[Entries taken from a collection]
┌────────
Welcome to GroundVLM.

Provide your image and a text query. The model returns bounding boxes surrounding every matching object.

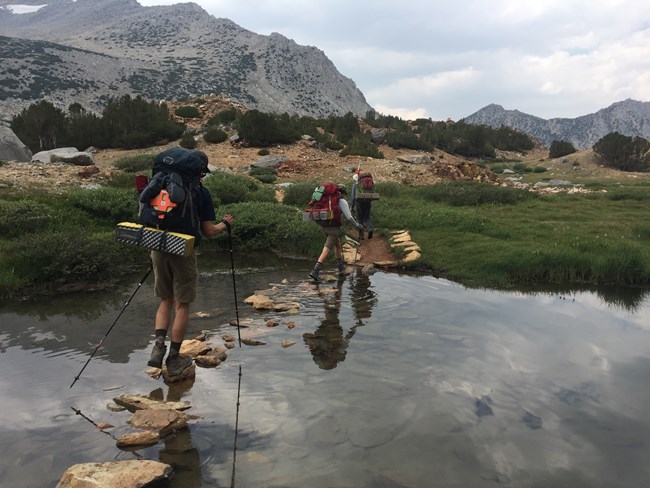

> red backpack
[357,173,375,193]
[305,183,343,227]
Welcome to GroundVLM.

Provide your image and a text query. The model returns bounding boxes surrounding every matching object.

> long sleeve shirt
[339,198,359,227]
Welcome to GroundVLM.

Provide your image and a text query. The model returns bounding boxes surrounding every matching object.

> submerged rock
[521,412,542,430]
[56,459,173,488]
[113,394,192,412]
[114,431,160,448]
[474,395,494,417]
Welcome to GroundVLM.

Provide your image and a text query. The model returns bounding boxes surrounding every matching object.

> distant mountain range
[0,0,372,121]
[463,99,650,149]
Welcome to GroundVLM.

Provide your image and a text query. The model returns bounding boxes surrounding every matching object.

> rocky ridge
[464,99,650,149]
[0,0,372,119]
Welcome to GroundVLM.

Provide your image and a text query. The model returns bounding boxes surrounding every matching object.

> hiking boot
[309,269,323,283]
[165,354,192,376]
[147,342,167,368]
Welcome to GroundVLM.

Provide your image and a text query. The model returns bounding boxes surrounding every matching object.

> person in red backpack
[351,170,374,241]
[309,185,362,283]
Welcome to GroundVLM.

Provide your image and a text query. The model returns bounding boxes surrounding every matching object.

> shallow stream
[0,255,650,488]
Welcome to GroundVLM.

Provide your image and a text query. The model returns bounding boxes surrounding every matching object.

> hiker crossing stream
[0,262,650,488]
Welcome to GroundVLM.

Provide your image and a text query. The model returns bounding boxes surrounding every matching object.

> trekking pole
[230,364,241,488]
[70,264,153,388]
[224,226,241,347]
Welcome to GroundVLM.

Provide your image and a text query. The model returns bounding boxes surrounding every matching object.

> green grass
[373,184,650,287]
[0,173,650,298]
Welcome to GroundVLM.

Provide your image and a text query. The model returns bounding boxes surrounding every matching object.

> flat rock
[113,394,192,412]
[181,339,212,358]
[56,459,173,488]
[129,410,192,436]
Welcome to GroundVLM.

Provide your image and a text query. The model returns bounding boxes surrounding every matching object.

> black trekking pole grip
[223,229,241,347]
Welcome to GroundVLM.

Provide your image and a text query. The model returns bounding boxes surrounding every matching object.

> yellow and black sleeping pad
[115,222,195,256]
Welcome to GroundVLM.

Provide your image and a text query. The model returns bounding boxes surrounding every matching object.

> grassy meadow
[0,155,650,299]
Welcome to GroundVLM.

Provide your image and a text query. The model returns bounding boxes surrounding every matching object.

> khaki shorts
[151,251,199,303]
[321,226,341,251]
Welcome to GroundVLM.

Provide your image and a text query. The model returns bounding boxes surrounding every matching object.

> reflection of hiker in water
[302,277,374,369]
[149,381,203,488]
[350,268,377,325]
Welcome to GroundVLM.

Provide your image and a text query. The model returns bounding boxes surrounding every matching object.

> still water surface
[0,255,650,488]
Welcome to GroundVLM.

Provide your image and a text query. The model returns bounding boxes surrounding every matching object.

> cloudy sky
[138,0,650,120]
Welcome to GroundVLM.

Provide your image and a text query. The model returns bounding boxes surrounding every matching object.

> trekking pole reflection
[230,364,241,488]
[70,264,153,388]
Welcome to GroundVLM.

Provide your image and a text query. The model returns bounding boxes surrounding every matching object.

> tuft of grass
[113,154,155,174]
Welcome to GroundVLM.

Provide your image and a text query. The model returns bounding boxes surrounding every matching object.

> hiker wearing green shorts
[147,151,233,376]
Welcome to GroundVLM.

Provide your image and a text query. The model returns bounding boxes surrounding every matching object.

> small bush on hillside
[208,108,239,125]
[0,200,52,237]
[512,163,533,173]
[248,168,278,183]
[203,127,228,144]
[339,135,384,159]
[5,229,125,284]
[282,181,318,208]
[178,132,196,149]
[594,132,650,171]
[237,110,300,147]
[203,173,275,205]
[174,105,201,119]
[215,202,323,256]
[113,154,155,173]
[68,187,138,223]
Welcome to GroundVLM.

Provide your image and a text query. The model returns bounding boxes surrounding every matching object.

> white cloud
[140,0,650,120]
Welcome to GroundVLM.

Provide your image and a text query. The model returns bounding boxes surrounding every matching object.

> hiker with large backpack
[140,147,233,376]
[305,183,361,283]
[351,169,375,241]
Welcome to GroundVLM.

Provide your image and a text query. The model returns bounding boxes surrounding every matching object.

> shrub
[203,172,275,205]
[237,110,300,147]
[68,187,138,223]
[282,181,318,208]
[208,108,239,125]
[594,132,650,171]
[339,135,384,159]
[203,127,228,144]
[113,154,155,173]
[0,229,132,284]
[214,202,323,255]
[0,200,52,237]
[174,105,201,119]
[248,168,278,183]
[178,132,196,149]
└────────
**THE TASK:** Copy all the items above again, switching every "bounding boxes" to "rectangles" and leaving everything else unchanged. Omit the pictures from your answer.

**OUTPUT OF THE EXERCISE:**
Welcome to GroundVLM.

Provide your image and a text query. The model returns rectangles surrounding every matching object.


> red backpack
[357,173,375,193]
[305,183,343,227]
Welcome to GroundVLM.

Provide your image and a text query. The model returns rectangles surrounding every matching object.

> long sleeve shirt
[339,198,359,227]
Welcome to GroundVLM.

Provide your image and a text query. The model returns rectangles surrounding every matching object.

> submerged rock
[521,412,542,430]
[56,459,173,488]
[113,394,192,412]
[114,431,160,448]
[474,395,494,417]
Welcome to GroundVLM.

Provide your image and a text query. The model returns rectangles surrounding every matching object.

> distant mountain range
[0,0,372,121]
[463,99,650,149]
Welcome to GroundVLM.

Provide your image and a text query. The model returns rectangles surrounding every matching object.

> rocky ridge
[464,99,650,149]
[0,0,372,119]
Welcome to GroundVLM.

Provide your image and a text query. The model returns rectangles surrounding every matching object.

> hiking boot
[309,269,323,283]
[165,354,192,376]
[147,342,167,368]
Welcome to GroundVLM.

Provide your image and a text query. The model returns rectangles surrounding every matching object.

> person in red backpack
[351,170,374,241]
[309,185,362,283]
Welcome to GroundVLM.

Provide your image and a text query. The model returns rectangles surrounding every matching object.

> shallow stream
[0,255,650,488]
Welcome to GroundVLM.

Provide your image and a text query. The model returns rectangles surrounding every matching object.

> hiker crossing stream
[0,262,650,488]
Welcome to GroundVLM.

Provide your image and a text query. The model returns rectangles surrounding every matching object.

> trekking pole
[230,364,241,488]
[70,264,153,388]
[224,226,241,347]
Welcome to GroundVLM.

Provide your image and a text query. The model returns rectangles surrounding every matching object.

> green grass
[373,184,650,287]
[0,173,650,298]
Welcome to GroundVLM.

Provide your image and a text query. The model returns rectangles surrounding every matching object.

> flat rock
[113,394,192,412]
[181,339,212,358]
[56,459,173,488]
[129,410,192,436]
Welcome to GroundVLM.

Provide your image and a text query. The model returns rectangles surrounding every matching object.

> black trekking pole grip
[223,229,241,347]
Welcome to GroundVLM.

Provide your image and a text query. The model returns rectangles surrounding every matching object.

> yellow and black sleeping pad
[115,222,195,256]
Welcome to GroundVLM.

Provide your image and a text query. The model returns rectangles surrounding every matching object.

> grassy meadow
[0,155,650,299]
Welcome to GroundVLM.

Provide your image and a text query. The model returns rectangles surrounding every matching object.

> khaki shorts
[151,251,199,303]
[321,226,341,251]
Welcome to GroundVLM.

Provide your image and a text query. The model returns rectangles surrounding every matching object.

> reflection of hiker in water
[302,277,374,369]
[149,381,203,488]
[350,268,377,325]
Welcome to GroundVLM.

Provide your image and a text query. The model returns rectangles surrounding every matching object.

> still water surface
[0,255,650,488]
Welcome to GroundVLM.

Provide your image and a text query. The model returns rectangles surrounding every matching object.

> cloudy sky
[138,0,650,120]
Welcome to GroundVLM.

Provide your image and a text query. The model returns rectangles surrounding every matching object.

> trekking pole reflection
[230,364,241,488]
[70,264,153,388]
Welcome to GroundVLM.

Provide your image and a text query. The model returns rectangles surrounding every matching object.

> tuft of grass
[113,154,155,174]
Welcome to GroundVLM.

Provide your image and a text query. The model returns rectangles surrounding every matching object.

> hiker wearing green shorts
[147,151,233,376]
Welcome to GroundVLM.

Provide your image and a text query. The model returns rectangles surrounding every matching object.

> small bush on hillside
[208,108,239,125]
[0,200,52,237]
[512,163,533,173]
[248,168,278,183]
[203,127,228,144]
[339,135,384,159]
[5,229,125,284]
[282,181,318,208]
[178,132,196,149]
[594,132,650,171]
[237,110,300,147]
[203,173,275,205]
[174,105,201,119]
[215,202,323,256]
[113,154,155,173]
[68,187,138,223]
Welcome to GroundVLM.

Provide your image and a text query. The model returns rectangles surrounding every matching object.

> white cloud
[140,0,650,120]
Welcome to GroundVLM.

Provide your image and a text query. The model returns rectangles surrounding every matching object.

> hiker with large backpack
[140,147,233,376]
[305,183,361,283]
[351,169,375,241]
Welcome to GroundVLM.

Provide your image and a text query. The model returns rectangles surrounding every matching object.

> shrub
[203,172,275,205]
[237,110,300,147]
[68,187,138,223]
[282,181,318,208]
[208,108,239,125]
[594,132,650,171]
[339,135,384,159]
[203,127,228,144]
[113,154,155,173]
[0,229,132,284]
[214,202,323,255]
[0,200,52,237]
[174,105,201,119]
[248,168,278,183]
[178,132,196,149]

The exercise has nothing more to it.